── PASSAGE ──
VIPL-SLP / VAC_CSLR

Visual Alignment Constraint for Continuous Sign Language Recognition. ( ICCV 2021)
https://openaccess.thecvf.com/content/ICCV2021/html/Min_Visual_Alignment_Constraint_for_Continuous_Sign_Language_Recognition_ICCV_2021_paper.html
Apache License 2.0
116 stars 19 forks source link

Issue about alignment between label and frames. #4

Closed hulianyuyy closed 2 years ago

hulianyuyy commented 2 years ago

Thanks for your great job. I'm wondering how to draw a picture like Fig.5 in your paper. The key point lies in how to align labels with frames. Could you provide some advice? Thanks in advance!

ycmin95 commented 2 years ago

@hulianyuyy There are two widely used ways to align the labels with features, the greedy alignment (selecting the most likely gloss at each step) and the dominant alignment (DNF, TMM'19). We adopt the greedy alignment for simplicity and show the network predictions. The alignment between features and frames is simply based on its temporal receptive field, for example, the temporal receptive field of Subgloss-wise conv1d (C5-P2) is 6, so the logit zt is corresponding to frames f[t2, t2+6] (no padding setting).
───
── DATA SHOWN ──
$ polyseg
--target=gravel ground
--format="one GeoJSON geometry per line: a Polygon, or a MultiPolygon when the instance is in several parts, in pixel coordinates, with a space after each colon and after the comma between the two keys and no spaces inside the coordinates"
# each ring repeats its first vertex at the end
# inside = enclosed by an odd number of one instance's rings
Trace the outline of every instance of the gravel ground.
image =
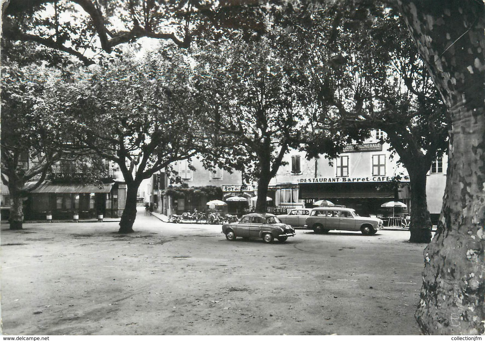
{"type": "MultiPolygon", "coordinates": [[[[143,208],[140,208],[143,210],[143,208]]],[[[417,335],[422,251],[409,232],[226,240],[141,210],[117,223],[1,225],[10,335],[417,335]]]]}

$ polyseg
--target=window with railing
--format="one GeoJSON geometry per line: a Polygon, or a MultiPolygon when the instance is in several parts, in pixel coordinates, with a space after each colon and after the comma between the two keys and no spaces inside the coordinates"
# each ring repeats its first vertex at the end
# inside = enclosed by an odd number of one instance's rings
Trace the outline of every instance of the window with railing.
{"type": "Polygon", "coordinates": [[[180,161],[178,174],[181,180],[188,180],[192,179],[192,170],[189,168],[189,162],[187,160],[180,161]]]}
{"type": "Polygon", "coordinates": [[[283,188],[279,191],[280,203],[293,203],[298,202],[298,188],[283,188]]]}
{"type": "Polygon", "coordinates": [[[337,176],[346,177],[349,176],[349,157],[343,156],[337,159],[337,176]]]}
{"type": "Polygon", "coordinates": [[[438,156],[431,163],[431,173],[443,172],[443,156],[438,156]]]}
{"type": "Polygon", "coordinates": [[[211,179],[222,179],[222,171],[220,168],[218,168],[217,169],[214,170],[210,172],[210,178],[211,179]]]}
{"type": "Polygon", "coordinates": [[[386,175],[386,155],[379,154],[372,155],[372,175],[386,175]]]}
{"type": "Polygon", "coordinates": [[[376,140],[382,140],[384,139],[384,134],[385,133],[384,130],[381,130],[380,129],[376,129],[375,130],[375,139],[376,140]]]}
{"type": "Polygon", "coordinates": [[[291,172],[295,173],[301,172],[299,155],[293,155],[291,156],[291,172]]]}

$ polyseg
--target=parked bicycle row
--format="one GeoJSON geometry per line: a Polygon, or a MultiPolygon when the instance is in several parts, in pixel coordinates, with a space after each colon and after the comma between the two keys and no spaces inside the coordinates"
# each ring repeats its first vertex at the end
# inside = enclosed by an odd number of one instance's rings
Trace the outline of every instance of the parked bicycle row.
{"type": "Polygon", "coordinates": [[[176,223],[187,222],[217,224],[237,222],[239,221],[239,218],[237,216],[228,214],[222,215],[218,212],[199,212],[196,209],[194,209],[192,213],[184,212],[181,215],[172,215],[169,218],[170,222],[176,223]]]}

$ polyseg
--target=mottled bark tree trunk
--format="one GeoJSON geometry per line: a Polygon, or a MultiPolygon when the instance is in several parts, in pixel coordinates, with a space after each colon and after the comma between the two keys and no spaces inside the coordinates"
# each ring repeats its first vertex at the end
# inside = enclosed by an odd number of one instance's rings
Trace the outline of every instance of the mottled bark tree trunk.
{"type": "Polygon", "coordinates": [[[125,209],[121,215],[120,220],[120,233],[129,233],[133,232],[133,224],[136,219],[136,196],[140,187],[140,181],[130,181],[126,184],[126,202],[125,209]]]}
{"type": "Polygon", "coordinates": [[[22,192],[16,184],[9,184],[10,195],[10,215],[9,217],[10,230],[21,230],[24,222],[23,199],[22,192]]]}
{"type": "MultiPolygon", "coordinates": [[[[269,172],[268,172],[269,173],[269,172]]],[[[269,186],[271,177],[269,174],[262,174],[258,182],[258,199],[256,200],[255,210],[259,213],[266,213],[268,209],[268,187],[269,186]]]]}
{"type": "Polygon", "coordinates": [[[409,172],[411,186],[409,241],[411,243],[427,243],[431,241],[431,218],[428,210],[426,194],[426,173],[427,170],[419,169],[409,172]]]}
{"type": "Polygon", "coordinates": [[[398,0],[452,122],[438,231],[424,251],[424,334],[485,332],[485,4],[398,0]]]}

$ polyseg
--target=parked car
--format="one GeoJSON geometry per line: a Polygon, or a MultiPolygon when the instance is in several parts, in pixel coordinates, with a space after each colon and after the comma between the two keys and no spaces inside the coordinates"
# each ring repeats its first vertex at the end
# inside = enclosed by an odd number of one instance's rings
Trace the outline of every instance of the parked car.
{"type": "Polygon", "coordinates": [[[327,233],[331,230],[361,231],[364,234],[374,234],[383,227],[379,218],[360,217],[355,210],[345,207],[316,207],[307,218],[305,228],[315,233],[327,233]]]}
{"type": "Polygon", "coordinates": [[[305,220],[310,215],[310,208],[295,208],[288,214],[279,214],[276,217],[282,223],[291,225],[293,227],[303,227],[305,220]]]}
{"type": "Polygon", "coordinates": [[[275,238],[284,242],[295,235],[295,230],[282,223],[274,214],[250,213],[238,222],[223,225],[222,233],[227,240],[234,240],[237,237],[260,238],[265,243],[271,243],[275,238]]]}

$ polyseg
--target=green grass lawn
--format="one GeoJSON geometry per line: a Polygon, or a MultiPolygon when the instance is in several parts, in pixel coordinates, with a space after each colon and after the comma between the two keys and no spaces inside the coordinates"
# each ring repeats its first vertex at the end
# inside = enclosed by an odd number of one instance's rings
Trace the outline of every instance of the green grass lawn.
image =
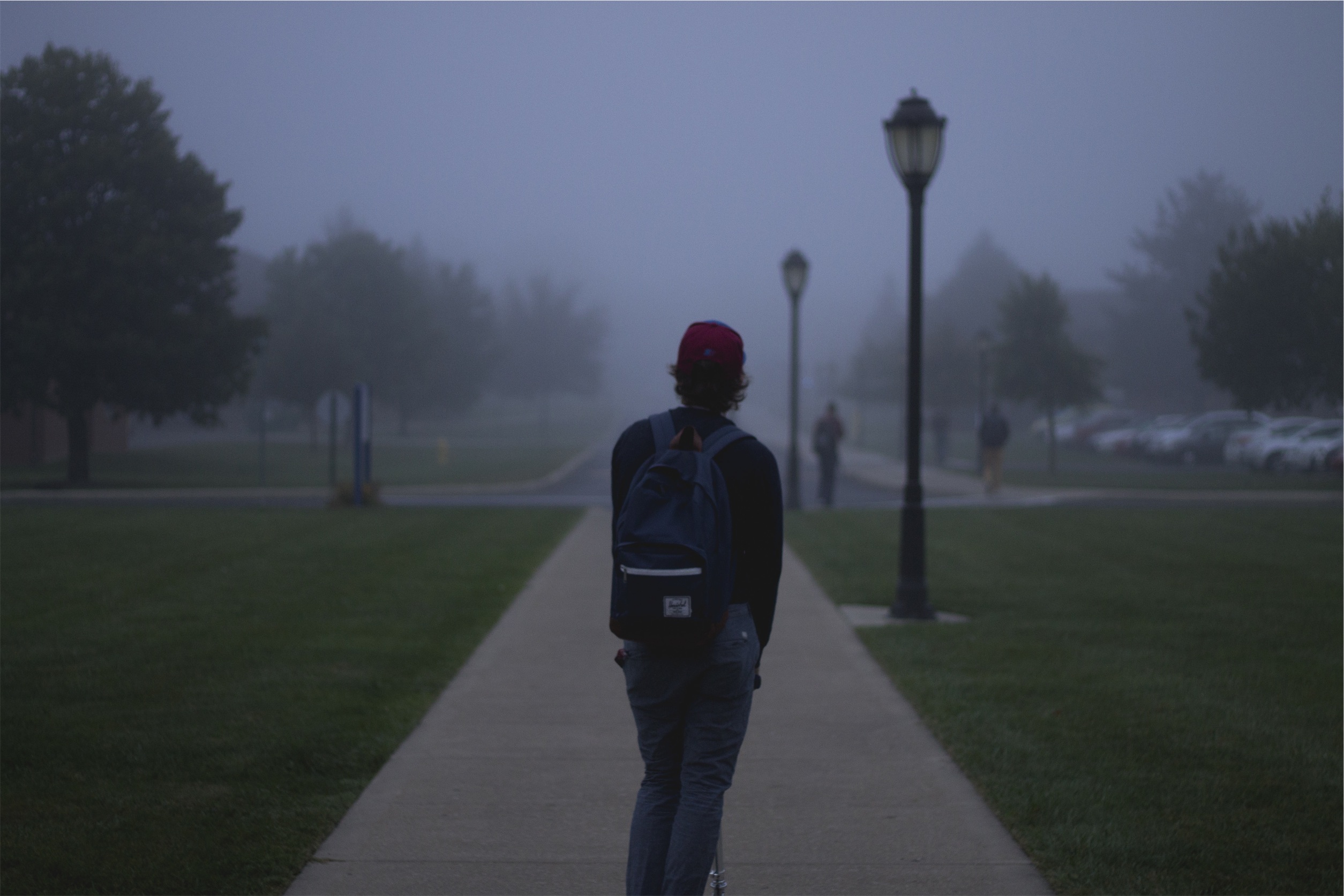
───
Write the next part of the sign language recognition issue thread, starting after its final comment. The records are not required for this work.

TASK OUTPUT
hulianyuyy commented 2 years ago

A question that confused me is how to find the ground truth label of frames (as marked in Fig.5 in your paper). As far as we know, the Phoenix Dataset only provide labels in video domain but not precisely assigned to frames.

ycmin95 commented 2 years ago

@hulianyuyy We mannually labelled several sequences for visualization. (This website may be helpful for Phoenix).

hulianyuyy commented 2 years ago

Many thanks for you kind reply.